### ABOUT THIS EXERCISE
Please copy the records below word for word, leaving out the pictures.

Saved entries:

▬▬▬▬▬▬

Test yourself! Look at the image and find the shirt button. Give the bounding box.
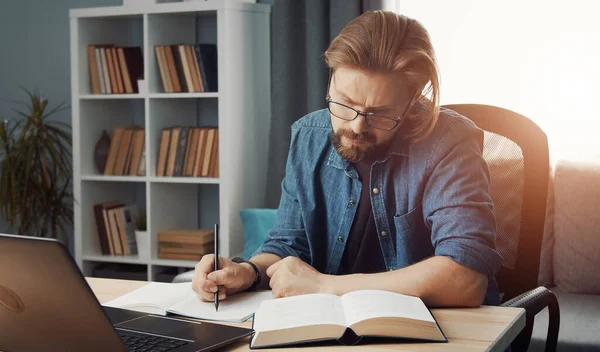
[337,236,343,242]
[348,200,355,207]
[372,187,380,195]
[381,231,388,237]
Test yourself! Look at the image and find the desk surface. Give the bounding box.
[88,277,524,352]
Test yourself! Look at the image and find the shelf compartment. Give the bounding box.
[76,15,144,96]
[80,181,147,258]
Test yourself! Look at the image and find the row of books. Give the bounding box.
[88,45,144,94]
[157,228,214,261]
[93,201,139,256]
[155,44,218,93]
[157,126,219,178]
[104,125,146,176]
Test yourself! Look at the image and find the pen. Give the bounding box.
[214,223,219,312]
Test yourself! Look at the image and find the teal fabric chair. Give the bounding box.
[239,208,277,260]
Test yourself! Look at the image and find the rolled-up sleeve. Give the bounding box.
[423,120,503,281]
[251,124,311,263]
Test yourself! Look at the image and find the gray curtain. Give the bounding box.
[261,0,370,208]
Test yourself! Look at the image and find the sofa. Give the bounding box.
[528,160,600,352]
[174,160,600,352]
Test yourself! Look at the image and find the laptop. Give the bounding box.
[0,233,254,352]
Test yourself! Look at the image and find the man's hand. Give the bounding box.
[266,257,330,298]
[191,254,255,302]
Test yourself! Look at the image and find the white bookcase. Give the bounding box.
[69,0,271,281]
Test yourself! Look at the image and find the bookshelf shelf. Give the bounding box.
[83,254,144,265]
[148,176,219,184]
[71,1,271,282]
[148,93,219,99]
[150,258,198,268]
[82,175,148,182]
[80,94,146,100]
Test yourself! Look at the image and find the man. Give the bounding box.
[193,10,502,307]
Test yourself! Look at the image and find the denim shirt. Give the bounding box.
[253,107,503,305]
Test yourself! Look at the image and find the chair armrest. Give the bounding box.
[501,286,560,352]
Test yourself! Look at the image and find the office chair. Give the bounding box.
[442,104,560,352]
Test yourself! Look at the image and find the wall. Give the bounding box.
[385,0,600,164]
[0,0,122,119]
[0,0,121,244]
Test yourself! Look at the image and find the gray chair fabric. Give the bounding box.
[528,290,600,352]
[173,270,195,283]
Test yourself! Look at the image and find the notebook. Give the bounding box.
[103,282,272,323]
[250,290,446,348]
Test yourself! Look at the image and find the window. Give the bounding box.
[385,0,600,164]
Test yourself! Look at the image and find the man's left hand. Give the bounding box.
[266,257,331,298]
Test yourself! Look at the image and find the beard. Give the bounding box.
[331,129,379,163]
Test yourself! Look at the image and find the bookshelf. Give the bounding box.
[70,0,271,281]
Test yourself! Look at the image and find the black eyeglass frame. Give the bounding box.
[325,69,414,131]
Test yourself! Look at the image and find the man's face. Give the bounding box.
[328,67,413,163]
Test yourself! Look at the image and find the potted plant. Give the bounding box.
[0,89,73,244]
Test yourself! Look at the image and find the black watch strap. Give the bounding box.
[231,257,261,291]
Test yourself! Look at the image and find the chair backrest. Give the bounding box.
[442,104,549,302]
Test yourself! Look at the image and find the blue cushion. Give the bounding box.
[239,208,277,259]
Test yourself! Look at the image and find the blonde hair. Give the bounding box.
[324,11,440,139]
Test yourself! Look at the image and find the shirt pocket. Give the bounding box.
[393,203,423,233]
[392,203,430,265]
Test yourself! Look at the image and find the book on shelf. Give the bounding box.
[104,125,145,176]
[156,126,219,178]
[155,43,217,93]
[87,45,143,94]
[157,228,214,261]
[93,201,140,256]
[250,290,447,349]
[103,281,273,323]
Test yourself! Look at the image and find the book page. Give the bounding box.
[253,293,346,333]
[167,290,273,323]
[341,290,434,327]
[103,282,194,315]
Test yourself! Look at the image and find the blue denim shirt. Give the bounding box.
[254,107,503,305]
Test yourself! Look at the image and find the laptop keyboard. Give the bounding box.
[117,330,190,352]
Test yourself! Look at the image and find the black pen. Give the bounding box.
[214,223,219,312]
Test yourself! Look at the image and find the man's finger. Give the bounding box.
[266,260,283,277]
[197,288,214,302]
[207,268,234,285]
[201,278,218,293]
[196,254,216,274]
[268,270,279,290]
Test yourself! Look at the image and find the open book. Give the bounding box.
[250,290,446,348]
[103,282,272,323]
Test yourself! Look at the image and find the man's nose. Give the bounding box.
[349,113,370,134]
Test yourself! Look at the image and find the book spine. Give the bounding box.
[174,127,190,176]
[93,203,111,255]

▬▬▬▬▬▬

### RESULT
Test yourself! Look at the image and find the shirt button. Give the bounding box.
[337,236,343,242]
[348,200,355,207]
[372,187,380,195]
[381,231,388,237]
Test yourself! Look at the image and find the desk surface. Give the bounding box.
[88,277,524,352]
Test yourself! Look at the image and find the shelf compartment. Give the bounding box.
[76,15,144,96]
[80,181,147,258]
Test yourself! Look at the image and find the row of books. Give the bounding box.
[88,45,144,94]
[157,228,214,261]
[93,201,139,256]
[155,44,218,93]
[157,126,219,178]
[104,125,146,176]
Test yourself! Look at the image and find the pen. Give the bounding box.
[214,223,219,312]
Test yourself! Look at the image and find the teal fabric chair. Give the bounding box.
[239,208,277,260]
Test yourself! Look at the image and find the rolled-up sleeve. Give the bounding box.
[423,120,503,281]
[251,124,311,263]
Test yourself! Look at the image and find the gray curtain. Give the bounding box.
[261,0,370,208]
Test yourself! Look at the image and find the sofa. Give the bounding box.
[528,160,600,352]
[174,160,600,352]
Test yourself! Look at the image and find the laptop. Give the bounding box.
[0,233,254,352]
Test yourself! Look at the image and find the man's hand. Give the bounding box.
[266,257,330,298]
[191,254,255,302]
Test yourself! Look at the image and find the white bookcase. Give the bounding box.
[69,0,271,281]
Test yourself! Look at the image and find the bookshelf shelf. Give the bounding box.
[83,254,144,265]
[148,176,219,184]
[71,1,271,282]
[148,93,219,99]
[150,258,198,268]
[82,175,148,182]
[80,94,146,100]
Test yourself! Look at the image and find the man. Give the bounding box.
[193,10,502,307]
Test yourself! Look at the image and find the denim shirt. Give the bounding box.
[253,107,503,305]
Test yourself! Look at the image and find the chair armrest. Give the bounding box.
[501,286,560,352]
Test yourself! Look at the image and find the office chair. Give the bounding box.
[442,104,560,352]
Test yourself! Look at the image and find the wall. Give the bounding box.
[385,0,600,164]
[0,0,122,119]
[0,0,121,244]
Test yourself! Look at the image and find the gray chair fabric. Give the bounding box.
[528,290,600,352]
[173,270,195,283]
Test yourself! Look at the image and find the notebook. Give the bounding box.
[103,282,272,323]
[250,290,446,348]
Test yourself! Look at the image and find the window. Give the bounding box.
[385,0,600,164]
Test yourself! Look at the image and find the man's left hand. Give the bounding box.
[266,257,331,298]
Test yourself! Look at the image and find the beard. Give the bounding box.
[331,129,379,163]
Test yourself! Look at the image and find the bookshelf. Give the bounding box.
[70,0,271,281]
Test yourself! Look at the image and find the black eyeglass frame. Give the bounding box.
[325,69,414,131]
Test yourself! Look at the image and find the man's face. Give the bounding box.
[328,67,413,163]
Test yourself! Look at the image and find the potted plant. Give the bounding box.
[0,89,73,244]
Test yourself! Look at the image and find the black watch strap. Give the bounding box.
[231,257,261,291]
Test yourself! Look at the image and find the chair backrest. Give the bounding box.
[442,104,549,302]
Test yourself! Look at the image and find the blue cushion. Give the bounding box.
[239,208,277,259]
Test yourself! Look at the image and find the blonde hair. Give the bounding box.
[324,11,440,139]
Test yourself! Look at the image and find the shirt pocket. Give the bounding box.
[393,203,423,233]
[392,203,430,265]
Test yourself! Look at the image and find the book on shelf. Give the bounding box.
[104,125,145,176]
[156,126,219,178]
[155,43,217,93]
[87,45,143,94]
[157,228,214,261]
[93,201,140,256]
[250,290,447,349]
[103,281,273,323]
Test yourself! Look at the image and find the book page. Give the bounding box.
[253,293,346,333]
[167,290,273,323]
[341,290,434,327]
[103,282,194,315]
Test yourself! Look at the image and find the blue denim shirt. Give the bounding box.
[254,107,503,305]
Test yourself! Look at the image and find the laptop keyboard. Give the bounding box.
[117,330,190,352]
Test yourself! Look at the image and find the black pen. Give the bounding box.
[214,223,219,312]
Test yourself! Look at the image and find the man's finger. Give the bounding box.
[266,260,283,277]
[197,288,214,302]
[207,268,234,285]
[201,278,218,293]
[196,254,216,274]
[268,270,279,290]
Test yourself! Look at the image and find the open book. Give the bounding box.
[250,290,446,348]
[103,282,272,323]
Test yourself! Look at the image and find the man's nose. Give the bounding box.
[349,113,370,134]
Test yourself! Look at the image and find the book spine. Give the bounding box.
[174,127,190,176]
[93,203,111,255]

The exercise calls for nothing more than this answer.